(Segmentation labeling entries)
((

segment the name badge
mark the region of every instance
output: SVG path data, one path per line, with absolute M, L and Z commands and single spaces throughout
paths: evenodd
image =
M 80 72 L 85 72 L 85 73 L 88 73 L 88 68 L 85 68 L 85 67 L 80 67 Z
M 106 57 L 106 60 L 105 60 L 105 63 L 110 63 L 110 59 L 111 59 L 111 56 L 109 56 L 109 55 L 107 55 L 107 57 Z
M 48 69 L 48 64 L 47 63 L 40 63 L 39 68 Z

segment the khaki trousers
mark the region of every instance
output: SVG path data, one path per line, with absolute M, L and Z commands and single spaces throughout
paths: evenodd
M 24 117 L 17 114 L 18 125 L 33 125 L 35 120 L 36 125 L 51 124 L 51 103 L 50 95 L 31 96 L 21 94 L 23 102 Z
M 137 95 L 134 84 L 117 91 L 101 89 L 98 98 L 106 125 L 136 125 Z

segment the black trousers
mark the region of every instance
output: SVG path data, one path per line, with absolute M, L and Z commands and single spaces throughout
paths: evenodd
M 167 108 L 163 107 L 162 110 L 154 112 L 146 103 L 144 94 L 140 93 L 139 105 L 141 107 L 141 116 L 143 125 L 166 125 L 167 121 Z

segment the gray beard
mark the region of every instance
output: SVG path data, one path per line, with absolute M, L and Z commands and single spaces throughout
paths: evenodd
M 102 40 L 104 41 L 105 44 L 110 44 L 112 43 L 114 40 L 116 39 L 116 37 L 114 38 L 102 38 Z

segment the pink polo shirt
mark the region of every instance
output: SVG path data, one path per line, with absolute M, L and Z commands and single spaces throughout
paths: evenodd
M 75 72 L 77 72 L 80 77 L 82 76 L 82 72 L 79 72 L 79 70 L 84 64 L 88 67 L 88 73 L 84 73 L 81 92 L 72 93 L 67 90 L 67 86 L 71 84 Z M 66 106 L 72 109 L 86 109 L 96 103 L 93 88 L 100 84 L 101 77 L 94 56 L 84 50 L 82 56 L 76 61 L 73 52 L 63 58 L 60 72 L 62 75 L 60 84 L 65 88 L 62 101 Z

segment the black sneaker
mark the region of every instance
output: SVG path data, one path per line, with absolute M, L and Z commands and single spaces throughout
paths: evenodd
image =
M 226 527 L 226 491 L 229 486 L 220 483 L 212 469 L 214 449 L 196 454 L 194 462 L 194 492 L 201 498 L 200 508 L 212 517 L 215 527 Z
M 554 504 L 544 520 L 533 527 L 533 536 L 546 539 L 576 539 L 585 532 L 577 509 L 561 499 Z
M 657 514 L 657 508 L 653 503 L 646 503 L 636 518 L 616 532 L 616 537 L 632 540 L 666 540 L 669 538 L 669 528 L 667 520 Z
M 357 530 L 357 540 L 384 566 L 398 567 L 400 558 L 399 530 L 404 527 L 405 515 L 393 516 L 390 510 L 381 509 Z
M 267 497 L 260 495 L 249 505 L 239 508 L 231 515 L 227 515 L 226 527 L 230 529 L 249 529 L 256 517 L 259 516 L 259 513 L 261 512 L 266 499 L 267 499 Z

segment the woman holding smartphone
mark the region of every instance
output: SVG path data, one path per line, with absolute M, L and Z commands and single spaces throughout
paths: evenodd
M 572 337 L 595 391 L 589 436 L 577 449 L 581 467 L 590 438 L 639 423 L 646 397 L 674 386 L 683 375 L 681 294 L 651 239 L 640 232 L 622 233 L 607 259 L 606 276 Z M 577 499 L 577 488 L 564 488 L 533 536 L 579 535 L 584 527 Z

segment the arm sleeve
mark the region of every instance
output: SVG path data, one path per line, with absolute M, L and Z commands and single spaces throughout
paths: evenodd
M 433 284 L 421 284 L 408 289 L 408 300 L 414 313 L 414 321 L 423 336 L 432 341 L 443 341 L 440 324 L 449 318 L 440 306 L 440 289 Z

))

Swap "trousers" for "pants" everywhere it occurs in the items, starting at the line that contains "segment the khaki trousers" and ending with the line that contains "M 267 497 L". Return only those lines, with nothing else changed.

segment the khaki pants
mark the region of every instance
output: SVG path data, one path per line, with absolute M, L and Z commands and single spaces throughout
paths: evenodd
M 24 117 L 17 114 L 18 125 L 33 125 L 35 120 L 36 125 L 51 124 L 51 103 L 50 95 L 31 96 L 21 94 L 23 102 Z
M 137 95 L 134 84 L 117 91 L 101 89 L 98 98 L 106 125 L 136 125 Z

segment the black pants
mark the region of every instance
output: SVG path data, one path per line, with absolute M, L and Z commands and single spaces throughout
paths: evenodd
M 167 108 L 163 107 L 162 110 L 154 112 L 146 103 L 144 94 L 140 93 L 139 105 L 141 107 L 141 116 L 143 125 L 166 125 L 167 121 Z

segment the gray beard
mark the region of every instance
output: SVG path data, one path per line, with absolute M, L and Z commands and single spaces throughout
paths: evenodd
M 102 40 L 104 41 L 105 44 L 110 44 L 112 43 L 114 40 L 116 39 L 116 37 L 114 38 L 102 38 Z

segment the pink polo shirt
mark the region of every instance
output: SVG path data, one path per line, with absolute M, L and Z commands and single spaces throughout
paths: evenodd
M 75 72 L 77 72 L 80 77 L 82 76 L 82 72 L 79 72 L 79 70 L 84 64 L 88 67 L 88 73 L 84 73 L 81 92 L 72 93 L 67 90 L 67 86 L 71 84 Z M 66 106 L 72 109 L 86 109 L 96 103 L 93 88 L 100 84 L 101 77 L 94 56 L 84 50 L 82 56 L 76 61 L 73 52 L 63 58 L 60 72 L 62 75 L 60 84 L 65 88 L 62 101 Z

segment the black sneaker
mark the region of every instance
output: SVG path data, one path per line, with absolute M, L and Z commands and single spaces throughout
paths: evenodd
image =
M 226 527 L 226 491 L 229 486 L 220 483 L 212 469 L 214 449 L 196 454 L 194 462 L 194 492 L 201 498 L 200 508 L 212 517 L 215 527 Z
M 554 504 L 544 520 L 533 527 L 533 536 L 546 539 L 576 539 L 585 532 L 577 509 L 561 499 Z
M 657 514 L 657 508 L 653 503 L 646 503 L 636 518 L 616 532 L 616 537 L 632 540 L 666 540 L 669 538 L 669 528 L 667 520 Z
M 357 530 L 357 540 L 384 566 L 398 567 L 400 558 L 399 530 L 404 527 L 405 515 L 393 516 L 390 510 L 381 509 Z
M 267 497 L 260 495 L 249 505 L 239 508 L 231 515 L 227 515 L 226 527 L 230 529 L 249 529 L 256 517 L 259 516 L 259 513 L 261 512 L 266 499 L 267 499 Z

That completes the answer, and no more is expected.